EXERCISE DATA section start

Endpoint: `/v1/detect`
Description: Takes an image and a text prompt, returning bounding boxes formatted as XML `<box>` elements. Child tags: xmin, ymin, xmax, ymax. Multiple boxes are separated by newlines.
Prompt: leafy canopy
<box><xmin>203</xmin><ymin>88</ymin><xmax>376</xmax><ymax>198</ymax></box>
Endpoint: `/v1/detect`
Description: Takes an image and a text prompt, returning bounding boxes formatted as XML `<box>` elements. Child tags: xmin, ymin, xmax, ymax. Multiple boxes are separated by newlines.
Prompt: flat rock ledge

EXERCISE DATA section end

§ **BRIEF**
A complete, exact copy of the entries above is what is wanted.

§ **SOLUTION TO THE PROBLEM**
Endpoint: `/v1/detect`
Description: Takes an image and a text prompt, returning bounding boxes formatted as XML `<box>` elements. Child tags: xmin, ymin, xmax, ymax. Multiple boxes are separated by newlines.
Prompt: leafy canopy
<box><xmin>203</xmin><ymin>88</ymin><xmax>376</xmax><ymax>198</ymax></box>
Endpoint: `/v1/detect`
Description: Takes an image and a text prompt, returning bounding boxes formatted as XML `<box>` elements. Child tags: xmin, ymin, xmax, ymax. Multiple boxes are separated by newlines.
Prompt: flat rock ledge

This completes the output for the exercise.